● Exercise brief
Restate the listing exactly and in full.
---+---
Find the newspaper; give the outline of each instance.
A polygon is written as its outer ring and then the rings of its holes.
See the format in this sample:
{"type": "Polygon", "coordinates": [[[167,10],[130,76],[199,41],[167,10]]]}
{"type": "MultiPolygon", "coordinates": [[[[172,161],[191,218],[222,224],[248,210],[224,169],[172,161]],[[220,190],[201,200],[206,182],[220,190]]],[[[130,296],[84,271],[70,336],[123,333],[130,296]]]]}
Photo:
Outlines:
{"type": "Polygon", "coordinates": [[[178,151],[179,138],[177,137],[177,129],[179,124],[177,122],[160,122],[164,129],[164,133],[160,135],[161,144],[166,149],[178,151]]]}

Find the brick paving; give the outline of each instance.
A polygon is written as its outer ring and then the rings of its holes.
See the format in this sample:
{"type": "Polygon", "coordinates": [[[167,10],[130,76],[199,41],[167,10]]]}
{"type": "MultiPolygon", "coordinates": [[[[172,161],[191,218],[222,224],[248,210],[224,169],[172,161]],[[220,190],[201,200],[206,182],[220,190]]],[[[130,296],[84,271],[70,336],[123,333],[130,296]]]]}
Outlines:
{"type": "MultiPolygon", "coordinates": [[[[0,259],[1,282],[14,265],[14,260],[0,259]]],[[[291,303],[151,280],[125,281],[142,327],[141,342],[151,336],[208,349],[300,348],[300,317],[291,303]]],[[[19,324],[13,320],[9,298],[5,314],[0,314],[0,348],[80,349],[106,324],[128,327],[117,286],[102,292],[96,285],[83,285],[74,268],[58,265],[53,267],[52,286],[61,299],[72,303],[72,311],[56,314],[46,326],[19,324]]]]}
---+---
● Answer box
Find the newspaper; give the outline of each instance.
A polygon is written as its outer ring and then the rings of its holes.
See the format in this sample:
{"type": "Polygon", "coordinates": [[[167,10],[130,76],[199,41],[167,10]]]}
{"type": "MultiPolygon", "coordinates": [[[[172,161],[191,218],[222,224],[248,210],[224,169],[172,161]],[[220,190],[201,200],[206,182],[220,190]]],[[[130,296],[84,271],[70,336],[123,333],[130,296]]]]}
Photo:
Outlines:
{"type": "Polygon", "coordinates": [[[178,151],[179,138],[177,137],[177,129],[179,124],[177,122],[160,122],[164,129],[164,133],[160,135],[161,144],[166,149],[178,151]]]}

Find the brick paving; give the outline of each instance.
A polygon is written as its outer ring and then the rings of its holes.
See the format in this sample:
{"type": "Polygon", "coordinates": [[[167,10],[130,76],[199,41],[167,10]]]}
{"type": "MultiPolygon", "coordinates": [[[[172,161],[191,218],[222,224],[248,210],[224,169],[172,161]],[[220,190],[201,200],[206,182],[220,190]]],[[[130,296],[84,271],[70,336],[123,333],[130,296]]]]}
Outlines:
{"type": "MultiPolygon", "coordinates": [[[[0,259],[1,282],[14,265],[14,260],[0,259]]],[[[291,303],[151,280],[125,281],[142,327],[141,342],[151,336],[208,349],[300,348],[300,317],[291,303]]],[[[19,324],[13,320],[9,298],[5,314],[0,314],[0,348],[80,349],[106,324],[128,327],[117,286],[102,292],[96,285],[83,285],[74,268],[58,265],[53,267],[52,286],[61,299],[72,303],[72,311],[56,314],[46,326],[19,324]]]]}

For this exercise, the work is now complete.